Required work:
Pick out every line in the records below that contains the word "white", and copy each one. Case counts.
....
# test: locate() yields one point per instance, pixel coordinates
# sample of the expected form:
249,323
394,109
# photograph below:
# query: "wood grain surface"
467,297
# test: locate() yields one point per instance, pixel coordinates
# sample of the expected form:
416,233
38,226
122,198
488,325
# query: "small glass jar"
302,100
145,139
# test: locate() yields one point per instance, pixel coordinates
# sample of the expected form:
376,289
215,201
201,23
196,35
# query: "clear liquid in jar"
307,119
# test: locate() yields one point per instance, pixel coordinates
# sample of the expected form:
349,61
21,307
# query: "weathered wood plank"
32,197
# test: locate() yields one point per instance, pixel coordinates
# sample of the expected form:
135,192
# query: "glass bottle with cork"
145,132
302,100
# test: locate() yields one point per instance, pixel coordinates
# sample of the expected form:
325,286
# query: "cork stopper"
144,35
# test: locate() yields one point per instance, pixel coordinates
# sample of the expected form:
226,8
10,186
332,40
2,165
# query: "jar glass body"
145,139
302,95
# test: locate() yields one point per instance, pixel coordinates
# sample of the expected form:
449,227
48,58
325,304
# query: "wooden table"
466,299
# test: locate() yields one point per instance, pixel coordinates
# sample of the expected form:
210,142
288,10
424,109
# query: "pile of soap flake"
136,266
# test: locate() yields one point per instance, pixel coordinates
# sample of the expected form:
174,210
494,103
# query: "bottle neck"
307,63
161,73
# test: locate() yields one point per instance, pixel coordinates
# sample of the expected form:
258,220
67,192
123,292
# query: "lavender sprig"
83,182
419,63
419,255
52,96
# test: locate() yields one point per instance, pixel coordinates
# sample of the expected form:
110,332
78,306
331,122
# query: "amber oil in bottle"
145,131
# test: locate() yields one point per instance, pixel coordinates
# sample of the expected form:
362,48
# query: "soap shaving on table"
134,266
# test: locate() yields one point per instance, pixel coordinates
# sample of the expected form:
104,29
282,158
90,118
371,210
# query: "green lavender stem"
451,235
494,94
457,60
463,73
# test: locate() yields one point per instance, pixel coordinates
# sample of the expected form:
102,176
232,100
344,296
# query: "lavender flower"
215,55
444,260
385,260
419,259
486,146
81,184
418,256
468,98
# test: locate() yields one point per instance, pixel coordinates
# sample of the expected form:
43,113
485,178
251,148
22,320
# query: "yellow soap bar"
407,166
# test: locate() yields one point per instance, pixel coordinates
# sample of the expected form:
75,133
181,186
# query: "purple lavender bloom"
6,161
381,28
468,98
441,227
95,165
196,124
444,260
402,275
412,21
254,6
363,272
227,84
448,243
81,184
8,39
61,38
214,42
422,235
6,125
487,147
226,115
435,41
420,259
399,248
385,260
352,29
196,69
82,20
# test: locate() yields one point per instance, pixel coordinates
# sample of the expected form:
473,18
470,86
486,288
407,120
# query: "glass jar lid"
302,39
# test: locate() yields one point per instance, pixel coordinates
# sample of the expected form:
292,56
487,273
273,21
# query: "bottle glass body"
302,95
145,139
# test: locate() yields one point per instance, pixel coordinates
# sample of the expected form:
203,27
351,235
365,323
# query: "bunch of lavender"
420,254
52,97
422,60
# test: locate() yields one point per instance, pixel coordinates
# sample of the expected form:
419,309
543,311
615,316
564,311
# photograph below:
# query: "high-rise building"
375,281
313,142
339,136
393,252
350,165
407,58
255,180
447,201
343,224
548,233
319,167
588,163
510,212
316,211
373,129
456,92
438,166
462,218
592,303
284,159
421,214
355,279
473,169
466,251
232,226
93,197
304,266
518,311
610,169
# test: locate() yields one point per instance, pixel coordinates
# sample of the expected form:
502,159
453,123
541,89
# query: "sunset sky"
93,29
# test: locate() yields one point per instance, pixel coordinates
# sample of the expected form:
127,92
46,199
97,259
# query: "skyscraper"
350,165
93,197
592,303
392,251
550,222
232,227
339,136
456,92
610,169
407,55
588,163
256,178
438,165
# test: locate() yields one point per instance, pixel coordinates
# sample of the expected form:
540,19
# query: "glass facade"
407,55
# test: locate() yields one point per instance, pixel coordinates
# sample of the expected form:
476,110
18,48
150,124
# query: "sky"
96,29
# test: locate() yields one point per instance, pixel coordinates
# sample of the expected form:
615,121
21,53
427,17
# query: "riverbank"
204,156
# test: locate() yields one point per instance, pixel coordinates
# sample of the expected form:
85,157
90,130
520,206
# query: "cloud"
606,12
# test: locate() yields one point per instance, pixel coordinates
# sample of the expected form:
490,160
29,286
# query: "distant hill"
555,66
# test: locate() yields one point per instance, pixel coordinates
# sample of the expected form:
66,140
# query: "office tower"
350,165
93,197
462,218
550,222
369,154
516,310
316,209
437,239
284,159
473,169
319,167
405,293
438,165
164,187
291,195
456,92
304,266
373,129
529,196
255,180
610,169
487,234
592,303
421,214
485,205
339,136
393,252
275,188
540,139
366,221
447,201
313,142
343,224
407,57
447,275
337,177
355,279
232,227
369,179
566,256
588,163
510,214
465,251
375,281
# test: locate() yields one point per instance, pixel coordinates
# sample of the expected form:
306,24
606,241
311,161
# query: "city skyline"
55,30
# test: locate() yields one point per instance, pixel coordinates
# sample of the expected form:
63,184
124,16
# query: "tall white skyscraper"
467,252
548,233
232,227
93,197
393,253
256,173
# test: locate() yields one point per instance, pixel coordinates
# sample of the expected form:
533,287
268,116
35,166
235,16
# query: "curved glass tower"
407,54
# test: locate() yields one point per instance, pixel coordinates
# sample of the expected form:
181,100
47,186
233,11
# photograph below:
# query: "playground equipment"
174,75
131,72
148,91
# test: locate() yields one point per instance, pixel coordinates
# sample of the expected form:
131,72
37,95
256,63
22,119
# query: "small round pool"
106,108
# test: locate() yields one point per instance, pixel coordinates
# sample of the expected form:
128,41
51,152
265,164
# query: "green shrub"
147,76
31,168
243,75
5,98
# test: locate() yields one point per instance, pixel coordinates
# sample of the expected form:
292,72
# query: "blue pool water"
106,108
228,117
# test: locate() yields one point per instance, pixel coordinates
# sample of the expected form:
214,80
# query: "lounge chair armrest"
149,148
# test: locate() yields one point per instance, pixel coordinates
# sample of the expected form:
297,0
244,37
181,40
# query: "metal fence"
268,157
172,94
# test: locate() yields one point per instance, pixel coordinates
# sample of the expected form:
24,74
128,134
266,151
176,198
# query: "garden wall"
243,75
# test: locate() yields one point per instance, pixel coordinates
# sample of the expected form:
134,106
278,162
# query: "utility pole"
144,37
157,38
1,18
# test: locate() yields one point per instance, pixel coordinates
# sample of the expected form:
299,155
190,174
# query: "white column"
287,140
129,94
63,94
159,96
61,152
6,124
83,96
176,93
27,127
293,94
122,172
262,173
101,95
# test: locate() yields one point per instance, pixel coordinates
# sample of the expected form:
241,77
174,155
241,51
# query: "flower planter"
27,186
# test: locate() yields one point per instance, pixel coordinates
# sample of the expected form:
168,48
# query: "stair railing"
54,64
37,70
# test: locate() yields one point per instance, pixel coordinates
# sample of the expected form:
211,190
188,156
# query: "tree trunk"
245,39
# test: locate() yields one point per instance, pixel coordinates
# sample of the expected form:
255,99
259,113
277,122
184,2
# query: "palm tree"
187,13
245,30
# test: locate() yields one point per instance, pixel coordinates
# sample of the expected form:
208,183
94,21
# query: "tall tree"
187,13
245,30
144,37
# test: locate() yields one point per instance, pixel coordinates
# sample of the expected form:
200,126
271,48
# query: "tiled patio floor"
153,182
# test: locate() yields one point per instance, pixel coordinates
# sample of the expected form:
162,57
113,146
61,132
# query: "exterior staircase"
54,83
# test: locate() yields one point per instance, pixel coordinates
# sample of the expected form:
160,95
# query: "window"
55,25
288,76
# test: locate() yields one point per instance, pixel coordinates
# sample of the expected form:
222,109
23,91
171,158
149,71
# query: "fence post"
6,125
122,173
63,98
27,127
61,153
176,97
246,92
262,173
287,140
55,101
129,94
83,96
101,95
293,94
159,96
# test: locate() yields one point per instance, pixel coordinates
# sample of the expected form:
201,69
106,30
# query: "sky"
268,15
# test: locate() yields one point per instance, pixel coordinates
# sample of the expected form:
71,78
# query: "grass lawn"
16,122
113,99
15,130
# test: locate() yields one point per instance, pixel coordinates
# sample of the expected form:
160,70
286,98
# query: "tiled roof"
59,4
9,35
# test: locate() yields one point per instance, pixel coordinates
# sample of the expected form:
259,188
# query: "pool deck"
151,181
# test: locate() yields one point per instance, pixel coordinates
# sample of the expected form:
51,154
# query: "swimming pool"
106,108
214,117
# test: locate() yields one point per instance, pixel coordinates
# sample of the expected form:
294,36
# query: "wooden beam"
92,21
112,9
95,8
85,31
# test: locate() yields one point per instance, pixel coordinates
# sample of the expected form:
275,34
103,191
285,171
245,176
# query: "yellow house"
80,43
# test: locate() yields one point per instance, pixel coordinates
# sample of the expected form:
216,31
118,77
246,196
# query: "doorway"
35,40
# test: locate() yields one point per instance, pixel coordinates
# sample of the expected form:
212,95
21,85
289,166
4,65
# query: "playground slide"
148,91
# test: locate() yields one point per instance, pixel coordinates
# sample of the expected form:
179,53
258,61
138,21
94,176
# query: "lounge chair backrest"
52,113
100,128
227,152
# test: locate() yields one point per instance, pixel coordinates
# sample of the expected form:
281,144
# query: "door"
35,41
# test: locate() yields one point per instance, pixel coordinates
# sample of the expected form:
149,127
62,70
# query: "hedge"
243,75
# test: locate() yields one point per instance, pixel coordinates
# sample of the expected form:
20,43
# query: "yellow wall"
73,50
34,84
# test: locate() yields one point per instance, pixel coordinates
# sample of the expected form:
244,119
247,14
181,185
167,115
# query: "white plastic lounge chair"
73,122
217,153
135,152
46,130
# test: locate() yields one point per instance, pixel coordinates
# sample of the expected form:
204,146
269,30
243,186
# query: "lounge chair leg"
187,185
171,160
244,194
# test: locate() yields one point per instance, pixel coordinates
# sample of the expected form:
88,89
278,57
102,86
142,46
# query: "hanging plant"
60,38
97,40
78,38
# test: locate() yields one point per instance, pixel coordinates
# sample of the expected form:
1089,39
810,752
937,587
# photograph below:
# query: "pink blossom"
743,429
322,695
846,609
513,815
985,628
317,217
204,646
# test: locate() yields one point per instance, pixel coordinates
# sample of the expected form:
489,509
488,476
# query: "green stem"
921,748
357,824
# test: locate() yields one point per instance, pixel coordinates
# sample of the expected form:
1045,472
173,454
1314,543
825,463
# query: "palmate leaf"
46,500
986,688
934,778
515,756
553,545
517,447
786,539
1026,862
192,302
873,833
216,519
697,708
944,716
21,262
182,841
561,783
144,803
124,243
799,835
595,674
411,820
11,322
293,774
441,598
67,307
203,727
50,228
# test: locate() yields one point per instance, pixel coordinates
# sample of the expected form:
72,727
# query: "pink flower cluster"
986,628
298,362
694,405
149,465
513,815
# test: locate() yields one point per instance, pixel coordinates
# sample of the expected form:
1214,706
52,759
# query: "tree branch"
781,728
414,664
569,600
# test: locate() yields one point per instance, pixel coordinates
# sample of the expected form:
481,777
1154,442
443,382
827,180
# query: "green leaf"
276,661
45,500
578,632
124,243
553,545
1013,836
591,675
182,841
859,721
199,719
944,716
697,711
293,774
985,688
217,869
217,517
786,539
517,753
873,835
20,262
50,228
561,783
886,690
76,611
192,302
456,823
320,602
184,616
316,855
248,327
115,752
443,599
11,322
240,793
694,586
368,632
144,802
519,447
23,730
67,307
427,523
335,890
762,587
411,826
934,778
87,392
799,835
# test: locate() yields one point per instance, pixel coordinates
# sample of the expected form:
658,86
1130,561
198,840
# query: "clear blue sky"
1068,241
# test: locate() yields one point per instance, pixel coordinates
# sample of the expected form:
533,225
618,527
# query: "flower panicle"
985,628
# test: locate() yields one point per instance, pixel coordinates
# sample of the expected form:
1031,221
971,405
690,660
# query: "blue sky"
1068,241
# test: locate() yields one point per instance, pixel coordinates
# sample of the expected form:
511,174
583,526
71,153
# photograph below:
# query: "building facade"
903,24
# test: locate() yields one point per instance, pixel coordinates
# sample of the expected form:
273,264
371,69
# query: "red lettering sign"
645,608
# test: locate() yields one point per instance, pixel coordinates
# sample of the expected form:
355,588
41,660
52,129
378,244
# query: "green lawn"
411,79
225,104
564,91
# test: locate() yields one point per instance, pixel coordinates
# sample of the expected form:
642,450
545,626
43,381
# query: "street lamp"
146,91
....
Written response:
# query: "tall white skyscraper"
# query: "white column"
# query: "white plastic lounge chair"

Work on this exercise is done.